* Work to do
Count the lines in the data below that contain the string "fishing", and give only the number.

* Data records
+ + +

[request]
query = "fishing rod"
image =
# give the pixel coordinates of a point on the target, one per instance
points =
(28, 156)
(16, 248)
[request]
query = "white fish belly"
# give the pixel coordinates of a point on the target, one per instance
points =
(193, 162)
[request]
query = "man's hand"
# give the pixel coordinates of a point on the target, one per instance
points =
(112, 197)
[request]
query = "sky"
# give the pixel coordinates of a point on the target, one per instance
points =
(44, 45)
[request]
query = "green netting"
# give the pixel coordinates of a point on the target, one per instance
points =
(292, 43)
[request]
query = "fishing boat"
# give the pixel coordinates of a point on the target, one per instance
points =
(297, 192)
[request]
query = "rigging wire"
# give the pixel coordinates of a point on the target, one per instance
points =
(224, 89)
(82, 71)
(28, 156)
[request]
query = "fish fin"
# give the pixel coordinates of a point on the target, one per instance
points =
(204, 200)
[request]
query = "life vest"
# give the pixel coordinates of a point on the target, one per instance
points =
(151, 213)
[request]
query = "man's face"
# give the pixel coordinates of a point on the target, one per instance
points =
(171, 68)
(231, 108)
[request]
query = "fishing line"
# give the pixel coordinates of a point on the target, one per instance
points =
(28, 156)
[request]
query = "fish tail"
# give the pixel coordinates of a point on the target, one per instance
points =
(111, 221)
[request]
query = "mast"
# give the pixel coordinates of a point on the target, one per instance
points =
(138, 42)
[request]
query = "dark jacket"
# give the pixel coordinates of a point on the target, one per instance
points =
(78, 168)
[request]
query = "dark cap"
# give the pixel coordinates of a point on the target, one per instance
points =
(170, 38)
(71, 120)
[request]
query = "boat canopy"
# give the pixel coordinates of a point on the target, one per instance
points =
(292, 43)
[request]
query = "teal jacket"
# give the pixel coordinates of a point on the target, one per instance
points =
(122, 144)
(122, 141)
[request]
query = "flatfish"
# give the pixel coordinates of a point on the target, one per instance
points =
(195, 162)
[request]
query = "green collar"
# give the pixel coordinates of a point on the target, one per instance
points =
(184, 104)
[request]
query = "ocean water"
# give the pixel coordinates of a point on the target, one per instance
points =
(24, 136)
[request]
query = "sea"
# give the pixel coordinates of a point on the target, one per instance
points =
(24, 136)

+ + +

* Result for this task
3